Set out all of the data below as a numbered list, one line per item, skipping blank lines and leaving out the pictures.

--- START OF MATERIAL SUPPLIED ---

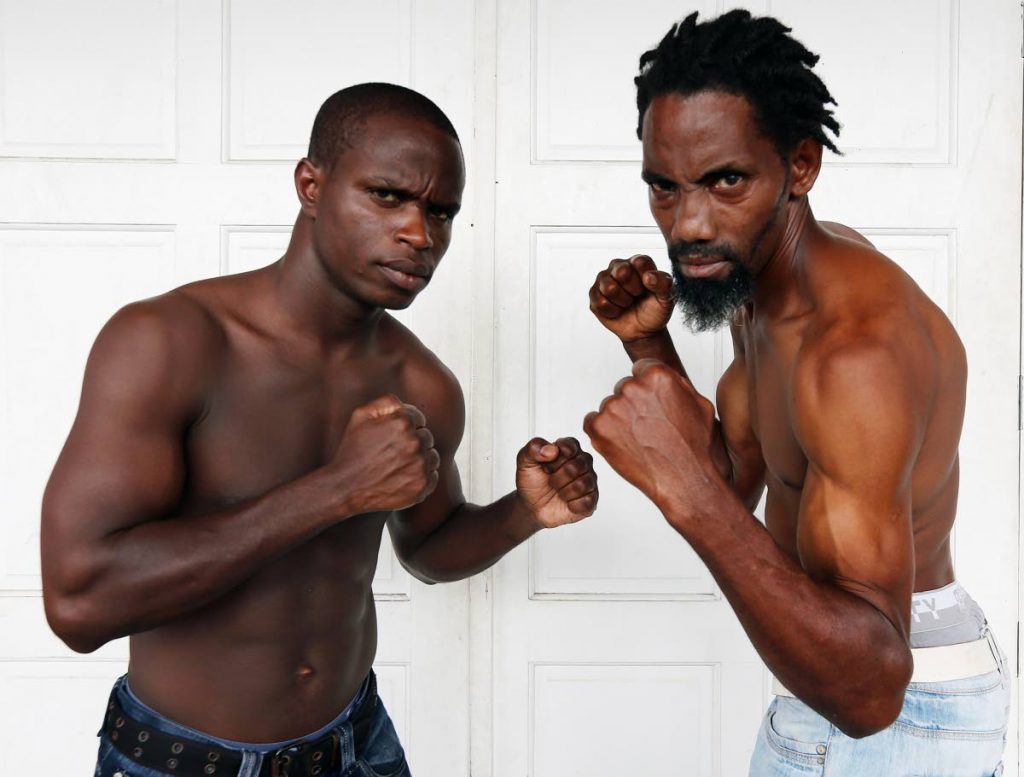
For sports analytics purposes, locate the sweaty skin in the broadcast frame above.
[585,91,967,736]
[42,115,597,742]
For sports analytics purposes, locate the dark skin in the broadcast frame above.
[42,114,597,742]
[585,91,967,737]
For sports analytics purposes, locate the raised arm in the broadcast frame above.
[590,254,686,378]
[586,344,923,736]
[42,295,436,652]
[590,254,764,501]
[388,362,597,582]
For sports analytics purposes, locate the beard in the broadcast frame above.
[669,241,754,332]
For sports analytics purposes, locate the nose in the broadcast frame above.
[394,203,434,251]
[671,188,716,243]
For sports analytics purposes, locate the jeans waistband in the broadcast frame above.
[101,672,377,777]
[114,672,373,752]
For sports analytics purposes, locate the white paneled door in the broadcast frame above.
[490,0,1021,777]
[0,0,475,777]
[0,0,1022,777]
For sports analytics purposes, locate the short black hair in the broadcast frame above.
[306,82,459,167]
[634,9,840,156]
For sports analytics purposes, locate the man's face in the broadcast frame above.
[643,91,790,331]
[313,114,465,309]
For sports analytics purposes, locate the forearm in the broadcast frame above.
[623,330,689,380]
[663,493,912,736]
[393,491,541,582]
[46,470,349,652]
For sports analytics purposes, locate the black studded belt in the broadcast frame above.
[103,673,377,777]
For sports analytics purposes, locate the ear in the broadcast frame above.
[790,137,821,198]
[295,157,327,219]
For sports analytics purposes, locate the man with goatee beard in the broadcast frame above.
[585,11,1010,777]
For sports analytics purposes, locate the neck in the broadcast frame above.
[752,196,815,317]
[273,213,384,345]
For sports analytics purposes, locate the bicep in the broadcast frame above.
[42,311,205,589]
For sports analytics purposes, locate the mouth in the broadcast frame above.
[377,261,430,292]
[678,259,732,277]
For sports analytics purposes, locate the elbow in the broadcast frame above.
[395,554,445,586]
[43,594,115,653]
[833,647,913,739]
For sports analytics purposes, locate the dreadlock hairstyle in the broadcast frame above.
[634,9,840,156]
[306,83,459,167]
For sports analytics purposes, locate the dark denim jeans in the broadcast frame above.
[95,678,412,777]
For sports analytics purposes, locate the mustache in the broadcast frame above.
[668,241,740,264]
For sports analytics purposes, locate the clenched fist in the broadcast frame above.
[328,394,440,514]
[584,359,726,522]
[590,255,673,343]
[515,437,597,528]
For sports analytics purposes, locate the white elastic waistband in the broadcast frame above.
[771,632,999,697]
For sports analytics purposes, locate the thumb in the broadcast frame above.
[642,270,672,304]
[518,437,559,467]
[352,394,406,418]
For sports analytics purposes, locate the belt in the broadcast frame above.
[771,632,999,697]
[103,673,377,777]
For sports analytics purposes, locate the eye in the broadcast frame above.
[715,172,746,190]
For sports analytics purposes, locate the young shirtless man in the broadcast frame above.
[585,11,1010,777]
[42,84,597,777]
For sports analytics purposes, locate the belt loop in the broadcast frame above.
[985,625,1002,673]
[239,750,263,777]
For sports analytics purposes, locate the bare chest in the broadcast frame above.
[185,348,409,506]
[745,332,807,494]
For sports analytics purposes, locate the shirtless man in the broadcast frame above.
[585,11,1009,777]
[42,84,597,777]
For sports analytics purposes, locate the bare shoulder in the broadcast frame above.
[82,287,225,421]
[805,222,965,365]
[382,315,466,455]
[818,221,874,248]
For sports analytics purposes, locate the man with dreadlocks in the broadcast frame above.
[585,10,1009,777]
[42,83,597,777]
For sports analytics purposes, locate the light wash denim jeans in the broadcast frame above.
[751,630,1010,777]
[95,678,412,777]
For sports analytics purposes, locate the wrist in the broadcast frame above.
[651,469,733,536]
[622,329,672,360]
[509,488,545,539]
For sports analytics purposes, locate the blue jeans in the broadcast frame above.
[751,630,1010,777]
[95,678,412,777]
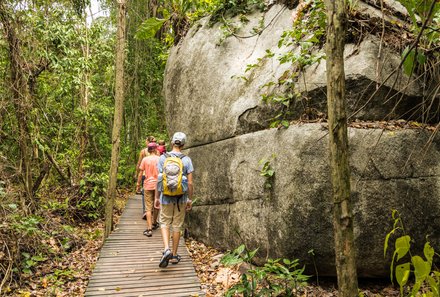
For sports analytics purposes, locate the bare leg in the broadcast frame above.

--- END OF MATERIAL SUPPLIED ---

◆ SOLUTION FOR THIS TASK ◆
1. For sports analytics purposes, locate the sweaty skin in the broadcast frame above.
2. [585,91,967,736]
3. [42,115,597,742]
4. For sports analytics purposes, locate the dark skin in the broadcast frame above.
5. [42,114,597,742]
6. [585,91,967,737]
7. For sports analytics purposes, locate the raised arm in the broadcast frame above.
8. [590,254,686,378]
9. [586,344,923,736]
10. [42,295,436,652]
11. [590,254,764,501]
12. [388,362,597,582]
13. For sports analytics purposes, locate the beard in the broadcast frame above.
14. [669,241,754,332]
15. For sports analytics purposes, locate the nose in the broadcast frame above.
16. [394,203,434,251]
17. [671,188,716,243]
18. For sports analytics purposes, locate the jeans waistband in the broadcast frame above.
19. [101,672,377,777]
20. [114,672,373,752]
21. For sports analytics purposes, locate the white paneled door in the broadcast frame above.
22. [490,0,1021,777]
23. [0,0,475,777]
24. [0,0,1022,777]
25. For sports analytics purposes, locate the short black hair in the broadcast frame above.
26. [306,82,459,167]
27. [634,9,840,156]
28. For sports analytics purposes, locate the man's face in the broadcast frame above.
29. [643,91,790,331]
30. [313,114,465,309]
31. For sports analytics purposes, locate the forearm in the broadcast frame above.
32. [623,330,689,380]
33. [663,493,912,736]
34. [393,491,541,582]
35. [46,470,349,652]
36. For sports analytics purposes, locate the black studded belt in the broadcast frame above.
37. [103,673,377,777]
38. For sports analytics purposes, locate the ear in the broadcast frame above.
39. [790,137,821,198]
40. [295,157,327,219]
41. For sports analytics purposes, locate the man with goatee beard in the broadcast frame above.
42. [585,11,1010,777]
43. For sports analytics purposes, locate the neck in the broadcast frame above.
44. [752,196,815,317]
45. [273,213,384,345]
46. For sports analytics purposes, locate the bicep in the broadcast frame above.
47. [42,311,205,589]
48. For sports analytics purposes, locate the mouth in the broadcast frame above.
49. [377,261,430,292]
50. [678,259,732,277]
51. For sports analytics purposes, locate the elbow in the broadcast frame above.
52. [395,554,445,586]
53. [43,594,115,653]
54. [833,647,913,739]
55. For sports analytics purposes, locate the dreadlock hairstyle in the broadcast frame above.
56. [634,9,840,156]
57. [306,83,459,167]
58. For sports analytics purposes, locate the dark denim jeans in the broadcast frame above.
59. [95,678,412,777]
60. For sports analytics purposes, locate the mustache in the broadcast frame above.
61. [668,241,740,264]
62. For sports analytics purposes, locate the clenched fist in the broadcast frame above.
63. [328,394,440,514]
64. [584,359,726,522]
65. [590,255,673,343]
66. [515,437,597,528]
67. For sports analytics purposes, locate the white elastic waistband in the broadcast frame above.
68. [771,632,999,697]
69. For sports analytics purposes, locate the thumb in the broadcast frame above.
70. [642,270,672,304]
71. [518,437,559,467]
72. [352,394,406,418]
73. For sports analytics purposes, locate the belt in the broadcast frame above.
74. [771,632,999,697]
75. [103,673,377,777]
76. For sports analytics purposes, locate the eye in the broadcast frame above.
77. [715,172,746,190]
78. For sports analytics purposes, locate the young shirtless man in the broadcast frame above.
79. [585,11,1010,777]
80. [42,84,597,777]
81. For sports analytics purposes, locate the belt loop in the broadcast frame above.
82. [985,625,1002,673]
83. [239,750,263,777]
84. For sports analytics purposes, locate the bare chest in the broadcast frame above.
85. [185,348,409,506]
86. [745,332,807,494]
87. For sports analytics purposes, locate the shirtless man in the broadcast frame above.
88. [585,11,1009,777]
89. [42,84,597,777]
90. For sports analytics purposes, locate the bare shoulder in the broadcast frame above.
91. [82,287,225,421]
92. [805,222,965,365]
93. [382,315,466,455]
94. [818,221,874,248]
95. For sports analytics purposes, locate the man with dreadlocks in the broadcast frame above.
96. [585,10,1009,777]
97. [42,83,597,777]
98. For sports analytics purposes, locate the light wash denim jeans in the broadcast frame above.
99. [751,630,1010,777]
100. [95,678,412,777]
101. For sports analytics purposes, locate the wrist in the broadcast frame above.
102. [651,469,733,536]
103. [622,329,672,360]
104. [509,488,545,539]
105. For sports analytics purposes, locate the blue jeans in the broadcast frame above.
106. [751,630,1010,777]
107. [95,678,412,777]
108. For sports analytics purposes, locate the bare leg in the broadcast frame above.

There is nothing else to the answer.